▸ **Questions to answer**:
A: In the introduction on environmental problems in China and Taiwan, reproduce the passage starting with "Loretta Lou, Department" and going on through "and ‘Ecological Civilization’.", replacing "Toxic News" with "Pollution Watch".
B: Extend the introduction on environmental problems in China and Taiwan, picking up after its final sentence.

▸ **Document text**:
^^^^

Loretta Lou, Department of Sociology, University of Warwick
Decades of unrestrained development has led to some serious environmental problems in China and Taiwan today. While sustainable development and effective enforcement of pollution control remain a challenging task for both governments, we begin to see a variety of creative responses from the bottom-up.
In this Toxic News issue, we feature four articles that discuss such endeavours in detail. The first article by Yu-Rong Joy Liu describes the complex mix of pride and bitterness among communities that live in or near coal-mining sites in Shanxi, China. She examines how local residents articulated their circumstances and re-fashioned their identities in relation to the central government’s ‘War on Air Pollution’ and ‘Ecological Civilization’.
The second article by Lu Zhijian, an NGO worker and former Water Quality Inspector in China, provides valuable insight into water monitoring in the country and calls for collective actions to protect our water sources as it is clear that state-of-the-art water purification technologies are by no means a panacea for water pollution.

^^^^

▸ **Given records**:
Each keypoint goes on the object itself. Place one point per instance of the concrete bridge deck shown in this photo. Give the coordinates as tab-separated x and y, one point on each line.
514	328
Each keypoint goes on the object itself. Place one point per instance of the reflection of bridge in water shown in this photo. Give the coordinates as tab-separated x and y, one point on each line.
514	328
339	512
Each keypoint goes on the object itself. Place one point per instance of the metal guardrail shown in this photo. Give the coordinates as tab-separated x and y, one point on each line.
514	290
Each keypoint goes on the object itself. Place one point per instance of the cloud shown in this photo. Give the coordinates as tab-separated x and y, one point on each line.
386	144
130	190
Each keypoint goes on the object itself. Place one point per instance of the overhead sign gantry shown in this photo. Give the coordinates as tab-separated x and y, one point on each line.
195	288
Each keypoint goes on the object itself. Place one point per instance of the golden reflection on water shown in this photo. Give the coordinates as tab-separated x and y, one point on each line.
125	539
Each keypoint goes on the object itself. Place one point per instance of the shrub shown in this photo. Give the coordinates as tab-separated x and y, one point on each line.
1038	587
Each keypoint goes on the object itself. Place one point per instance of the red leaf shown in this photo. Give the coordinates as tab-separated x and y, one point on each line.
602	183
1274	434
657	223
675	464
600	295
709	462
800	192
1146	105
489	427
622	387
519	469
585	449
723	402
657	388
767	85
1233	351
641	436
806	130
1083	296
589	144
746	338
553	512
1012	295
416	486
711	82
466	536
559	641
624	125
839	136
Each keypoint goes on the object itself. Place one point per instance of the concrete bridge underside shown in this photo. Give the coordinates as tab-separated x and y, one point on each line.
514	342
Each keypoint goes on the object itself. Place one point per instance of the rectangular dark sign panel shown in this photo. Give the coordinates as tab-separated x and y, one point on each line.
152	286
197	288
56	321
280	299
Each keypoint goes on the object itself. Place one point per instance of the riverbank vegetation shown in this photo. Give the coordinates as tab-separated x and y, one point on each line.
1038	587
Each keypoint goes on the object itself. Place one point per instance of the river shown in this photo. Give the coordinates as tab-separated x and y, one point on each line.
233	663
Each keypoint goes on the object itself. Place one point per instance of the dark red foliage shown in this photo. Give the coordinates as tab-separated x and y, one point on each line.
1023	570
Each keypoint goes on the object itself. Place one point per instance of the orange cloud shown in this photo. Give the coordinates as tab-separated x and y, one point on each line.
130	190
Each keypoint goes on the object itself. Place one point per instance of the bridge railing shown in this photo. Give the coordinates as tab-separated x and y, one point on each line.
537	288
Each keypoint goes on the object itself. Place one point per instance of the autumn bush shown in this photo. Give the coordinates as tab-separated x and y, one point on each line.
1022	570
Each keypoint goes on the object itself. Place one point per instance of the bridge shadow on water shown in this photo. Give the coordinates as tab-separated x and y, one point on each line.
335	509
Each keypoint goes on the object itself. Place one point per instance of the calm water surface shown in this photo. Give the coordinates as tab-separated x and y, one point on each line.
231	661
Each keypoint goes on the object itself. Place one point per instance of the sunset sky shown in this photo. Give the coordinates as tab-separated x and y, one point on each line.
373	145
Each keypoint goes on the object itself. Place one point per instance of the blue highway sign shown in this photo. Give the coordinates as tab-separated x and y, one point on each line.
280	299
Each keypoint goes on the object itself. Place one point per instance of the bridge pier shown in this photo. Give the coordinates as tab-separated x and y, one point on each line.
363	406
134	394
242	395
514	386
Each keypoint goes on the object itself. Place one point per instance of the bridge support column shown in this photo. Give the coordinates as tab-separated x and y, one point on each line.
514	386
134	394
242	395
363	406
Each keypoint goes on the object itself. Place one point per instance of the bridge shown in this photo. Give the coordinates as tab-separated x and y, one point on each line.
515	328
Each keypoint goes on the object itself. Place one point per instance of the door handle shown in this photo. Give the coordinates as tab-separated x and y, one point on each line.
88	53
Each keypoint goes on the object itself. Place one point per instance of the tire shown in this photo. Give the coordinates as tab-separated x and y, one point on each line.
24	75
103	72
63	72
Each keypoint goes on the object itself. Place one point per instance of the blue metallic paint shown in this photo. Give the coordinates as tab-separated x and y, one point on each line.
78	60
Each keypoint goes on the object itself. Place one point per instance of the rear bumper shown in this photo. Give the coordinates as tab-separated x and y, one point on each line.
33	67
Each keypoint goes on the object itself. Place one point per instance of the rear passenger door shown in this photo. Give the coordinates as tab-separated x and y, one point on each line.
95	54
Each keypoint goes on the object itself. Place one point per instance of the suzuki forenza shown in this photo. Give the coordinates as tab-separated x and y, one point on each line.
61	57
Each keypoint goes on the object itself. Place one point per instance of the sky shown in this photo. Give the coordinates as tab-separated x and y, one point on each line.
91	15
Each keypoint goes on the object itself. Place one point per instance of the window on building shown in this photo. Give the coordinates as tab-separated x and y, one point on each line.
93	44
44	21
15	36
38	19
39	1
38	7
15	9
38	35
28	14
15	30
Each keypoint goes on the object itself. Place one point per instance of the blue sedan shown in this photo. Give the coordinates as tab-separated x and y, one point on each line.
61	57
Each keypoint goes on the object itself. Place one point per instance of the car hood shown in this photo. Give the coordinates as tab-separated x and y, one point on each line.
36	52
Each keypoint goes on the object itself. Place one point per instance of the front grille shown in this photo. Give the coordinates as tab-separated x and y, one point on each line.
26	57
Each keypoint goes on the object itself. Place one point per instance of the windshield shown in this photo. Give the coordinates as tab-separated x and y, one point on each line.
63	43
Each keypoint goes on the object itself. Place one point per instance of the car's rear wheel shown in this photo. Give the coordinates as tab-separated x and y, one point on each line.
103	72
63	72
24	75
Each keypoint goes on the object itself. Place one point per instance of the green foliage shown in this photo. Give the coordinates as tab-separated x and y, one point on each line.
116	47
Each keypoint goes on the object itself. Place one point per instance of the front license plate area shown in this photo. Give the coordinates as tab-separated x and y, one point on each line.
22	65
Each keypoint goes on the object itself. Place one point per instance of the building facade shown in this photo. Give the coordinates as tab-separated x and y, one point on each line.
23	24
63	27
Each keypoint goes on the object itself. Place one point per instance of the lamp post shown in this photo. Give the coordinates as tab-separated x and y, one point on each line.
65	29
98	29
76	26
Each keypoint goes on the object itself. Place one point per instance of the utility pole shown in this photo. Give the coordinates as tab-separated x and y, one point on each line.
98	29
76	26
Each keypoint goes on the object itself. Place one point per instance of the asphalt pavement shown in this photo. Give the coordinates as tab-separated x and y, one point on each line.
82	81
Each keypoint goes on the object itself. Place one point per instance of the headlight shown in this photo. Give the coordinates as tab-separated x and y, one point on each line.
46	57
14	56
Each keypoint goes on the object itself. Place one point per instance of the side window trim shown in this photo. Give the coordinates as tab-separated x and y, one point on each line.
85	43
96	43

^^^^

▸ **Your written answers**:
A:
Loretta Lou, Department of Sociology, University of Warwick
Decades of unrestrained development has led to some serious environmental problems in China and Taiwan today. While sustainable development and effective enforcement of pollution control remain a challenging task for both governments, we begin to see a variety of creative responses from the bottom-up.
In this Pollution Watch issue, we feature four articles that discuss such endeavours in detail. The first article by Yu-Rong Joy Liu describes the complex mix of pride and bitterness among communities that live in or near coal-mining sites in Shanxi, China. She examines how local residents articulated their circumstances and re-fashioned their identities in relation to the central government’s ‘War on Air Pollution’ and ‘Ecological Civilization’.

B:
Our third article by Adam Liebman reviews Jiu-Liang Wang’s influential documentary Plastic China, which depicts the everyday joys and suffering of waste sorting and the complex relations between waste, value, labour, and justice.
Finally, my own contribution introduces Taiwanese rock band Sheng-Xiang & Band and their successful album Village Besieged – the world’s first music album about the human tragedies of petrochemical pollution. From villagers to water gatekeeper and filmmaker to musicians, I hope this issue showcases the diverse responses to toxic pollution and offers inspirations for future interventions.